What is asked
1 – List every loss function that the passage on viewpoint adversarial training and training losses defines.
2 – Rewrite the passage on viewpoint adversarial training and training losses from "4.2.3 Training Loss" to "a weighting parameter.", using "balancing parameter" in place of "weighting parameter".
3 – Continue the passage on viewpoint adversarial training and training losses past its last sentence.

Extract

4.2.2 Viewpoint Adversarial Training

The view adversarial training is achieved by connecting a view discriminator to the 512-D feature f through a Gradient Reversal Layer (GRL). We implement the view discriminators with two fully connected layers. During adversarial training, the view discriminator, i.e., \(D_{v}\) in Fig. 4, tries to predict the viewpoint of the input vehicle from its feature vector. The learned feature f by G should be invariant to viewpoint changes to confuse the \(D_{v}\). The GRL is the key to achieve adversarial training. During the forward propagation, GRL acts as an identity transform. During the back propagation in adversarial training, GRL takes the gradient from the subsequent layers, multiplies it by \(-\lambda \) and passes it to the preceding layers. This operation effectively achieves adversarial training and has no parameters to learn. It is also simple to implement GRL using existing deep learning packages.

During viewpoint adversarial training, the viewpoint classification loss \(L_v\) is defined as,

$$\begin{aligned} {L}_{v}=-\sum ^{n_{v}}_{i=1}{[v(i)\cdot log({\hat{v}})+(1-v(i))\cdot log(1-{\hat{v}})]}, \end{aligned}$$
(7)

where \({\hat{v}}\) and v refer to the predicted viewpoint probability value and viewpoint label, respectively. \(n_{v}\) denotes the number of viewpoint categories in the training set.

4.2.3 Training Loss

We train the framework in Fig. 4 with three loss functions. The vehicle ID discriminator predicts the vehicle ID label from the learned feature f and \(f^*\), and enforces images from the same vehicle have more similar features than images of different vehicles. We hence define the ID label prediction loss \(L_y\) as:

$$\begin{aligned} L_y=L_c+\lambda _1L_t, \end{aligned}$$
(8)

where \(L_c\) is the softmax cross entropy loss computed with the ground truth ID label, and \(L_t\) is the triplet loss computed on image triplets. \(\lambda _1\) is a weighting parameter.

The ID classification loss \({L}_{c}\) is defined as:

$$\begin{aligned} {L}_{c}(f)=-\sum ^{n_{id}}_{j=1}{y(j)\cdot log\left( \frac{exp(\omega ^{\mathsf {T}}_{j}f)}{\sum ^{n_{id}}_{k=1}{exp(\omega ^{\mathsf {T}}_{k}f)}}\right) }, \end{aligned}$$
(9)

where f and y refer to the extracted feature vector and vehicle ID label. \(n_{id}\) denotes the number of vehicle categories in the training set, and \(\omega _k\) denotes the classifier parameters of the kth category. Note that, the ground truth label y is an one-hot vector.

Triplet loss enforces one feature to be closer to another feature from the same vehicle, than to a feature from any other vehicles. The triplet loss is defined as,

$$\begin{aligned}&{L}_{t}(f^{(a)},f^{(p)},f^{(n)})\nonumber \\&\quad =max(0, |f^{(a)},f^{(p)}|_2- |f^{(a)},f^{(n)}|_2+m), \end{aligned}$$
(10)

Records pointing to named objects
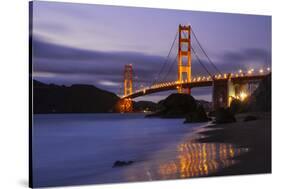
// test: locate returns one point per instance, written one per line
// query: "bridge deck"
(194, 84)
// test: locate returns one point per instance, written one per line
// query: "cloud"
(59, 64)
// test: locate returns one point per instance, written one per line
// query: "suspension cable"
(166, 60)
(201, 63)
(210, 61)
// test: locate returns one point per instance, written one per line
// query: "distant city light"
(243, 95)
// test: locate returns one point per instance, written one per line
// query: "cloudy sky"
(90, 44)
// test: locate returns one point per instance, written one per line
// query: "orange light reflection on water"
(199, 159)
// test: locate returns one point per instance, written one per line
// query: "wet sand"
(254, 135)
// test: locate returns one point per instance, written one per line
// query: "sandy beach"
(254, 135)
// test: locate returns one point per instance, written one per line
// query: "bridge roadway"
(196, 82)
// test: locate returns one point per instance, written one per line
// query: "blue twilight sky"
(90, 44)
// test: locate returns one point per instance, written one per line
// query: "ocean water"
(72, 149)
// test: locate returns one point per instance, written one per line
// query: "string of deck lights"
(195, 79)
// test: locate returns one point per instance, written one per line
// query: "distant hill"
(50, 98)
(259, 101)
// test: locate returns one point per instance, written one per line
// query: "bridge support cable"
(201, 63)
(171, 68)
(166, 60)
(210, 61)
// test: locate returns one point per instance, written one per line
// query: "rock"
(237, 106)
(176, 106)
(198, 116)
(224, 115)
(260, 100)
(250, 118)
(122, 163)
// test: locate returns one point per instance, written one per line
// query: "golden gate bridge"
(226, 86)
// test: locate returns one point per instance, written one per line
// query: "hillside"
(50, 98)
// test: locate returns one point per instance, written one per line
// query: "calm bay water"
(72, 149)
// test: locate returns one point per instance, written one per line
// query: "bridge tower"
(128, 79)
(184, 57)
(126, 104)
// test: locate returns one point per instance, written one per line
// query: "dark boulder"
(197, 116)
(176, 106)
(250, 118)
(237, 106)
(122, 163)
(224, 115)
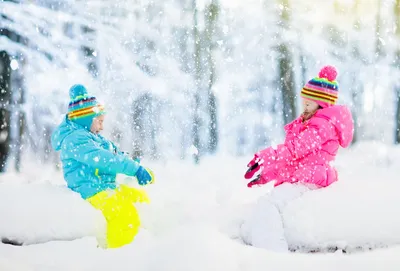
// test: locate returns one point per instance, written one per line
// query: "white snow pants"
(265, 226)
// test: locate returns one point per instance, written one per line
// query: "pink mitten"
(257, 181)
(253, 166)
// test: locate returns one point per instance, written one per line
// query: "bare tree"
(285, 65)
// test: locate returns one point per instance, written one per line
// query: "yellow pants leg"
(122, 218)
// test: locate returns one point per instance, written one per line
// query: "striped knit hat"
(83, 108)
(322, 89)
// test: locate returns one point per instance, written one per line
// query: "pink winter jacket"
(309, 148)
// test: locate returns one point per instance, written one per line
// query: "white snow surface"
(194, 218)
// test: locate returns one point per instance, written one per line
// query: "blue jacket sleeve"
(82, 148)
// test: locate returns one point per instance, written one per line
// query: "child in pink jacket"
(302, 162)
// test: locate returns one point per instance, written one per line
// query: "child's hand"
(144, 176)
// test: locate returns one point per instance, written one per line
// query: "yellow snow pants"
(118, 209)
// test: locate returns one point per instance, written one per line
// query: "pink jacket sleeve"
(317, 132)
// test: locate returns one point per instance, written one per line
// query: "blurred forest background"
(185, 79)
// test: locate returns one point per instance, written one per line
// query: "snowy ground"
(193, 220)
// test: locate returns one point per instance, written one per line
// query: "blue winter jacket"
(90, 162)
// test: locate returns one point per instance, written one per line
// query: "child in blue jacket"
(90, 164)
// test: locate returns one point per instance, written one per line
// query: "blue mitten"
(144, 176)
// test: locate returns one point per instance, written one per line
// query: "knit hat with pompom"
(322, 89)
(83, 108)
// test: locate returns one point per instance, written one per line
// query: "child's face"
(97, 124)
(309, 106)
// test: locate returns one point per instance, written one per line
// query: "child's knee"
(134, 194)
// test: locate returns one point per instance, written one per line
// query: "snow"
(193, 220)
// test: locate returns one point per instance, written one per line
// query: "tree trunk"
(397, 63)
(286, 75)
(397, 135)
(197, 76)
(5, 118)
(287, 84)
(211, 17)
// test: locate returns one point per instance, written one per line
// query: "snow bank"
(36, 213)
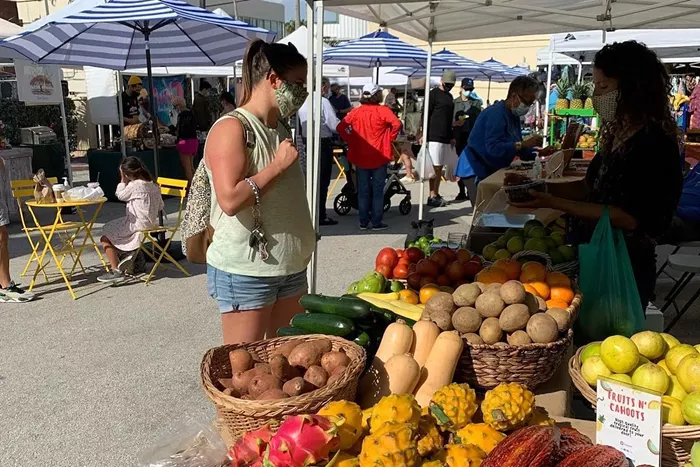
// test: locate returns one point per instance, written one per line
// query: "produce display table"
(488, 189)
(104, 166)
(50, 157)
(18, 166)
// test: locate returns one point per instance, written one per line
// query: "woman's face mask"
(290, 97)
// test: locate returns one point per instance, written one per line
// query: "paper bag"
(43, 191)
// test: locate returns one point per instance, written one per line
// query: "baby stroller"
(347, 199)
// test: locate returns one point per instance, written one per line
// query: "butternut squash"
(440, 367)
(425, 332)
(402, 372)
(397, 340)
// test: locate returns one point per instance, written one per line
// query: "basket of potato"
(510, 335)
(261, 383)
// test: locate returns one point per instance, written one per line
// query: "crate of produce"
(239, 413)
(677, 439)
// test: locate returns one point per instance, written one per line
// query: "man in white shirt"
(329, 122)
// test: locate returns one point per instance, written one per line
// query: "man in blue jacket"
(496, 138)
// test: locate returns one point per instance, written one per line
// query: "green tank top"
(284, 213)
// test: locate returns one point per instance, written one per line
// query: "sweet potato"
(332, 360)
(286, 349)
(262, 383)
(273, 394)
(306, 355)
(241, 360)
(297, 386)
(280, 368)
(316, 376)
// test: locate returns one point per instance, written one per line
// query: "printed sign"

In response
1 –
- Viewpoint classification loss, L_v
- ID label prediction loss, L_y
- ID classification loss (softmax cross entropy loss), L_c
- Triplet loss, L_t

2 –
4.2.3 Training Loss

We train the framework in Fig. 4 with three loss functions. The vehicle ID discriminator predicts the vehicle ID label from the learned feature f and \(f^*\), and enforces images from the same vehicle have more similar features than images of different vehicles. We hence define the ID label prediction loss \(L_y\) as:

$$\begin{aligned} L_y=L_c+\lambda _1L_t, \end{aligned}$$
(8)

where \(L_c\) is the softmax cross entropy loss computed with the ground truth ID label, and \(L_t\) is the triplet loss computed on image triplets. \(\lambda _1\) is a balancing parameter.

3 –
where \(|\cdot |_2\) represents the \(L_2\) distance, superscripts a, p, and n denote the anchor sample, positive sample and negative sample, respectively. m is a constant threshold value.

The final training loss function is defined as:

$$\begin{aligned} L=L_c+\lambda _1L_t+\lambda _2L_{v}+\lambda _3L_{s}, \end{aligned}$$
(11)

where \(L_{s}\) is multi-scale consensus loss defined in Eq. (6), and \(\lambda _1\), \(\lambda _2\), and \(\lambda _3\) are the weighting parameters.

4.2.4 Inference

After network training, we only keep the feature extractor G for vehicle feature extraction and discard the side branches. As shown in Fig. 4, G takes the global images as input and outputs 512-D features, i.e., f. We use f as the final vehicle feature and apply linear search and Euclidean Distance for vehicle ReID.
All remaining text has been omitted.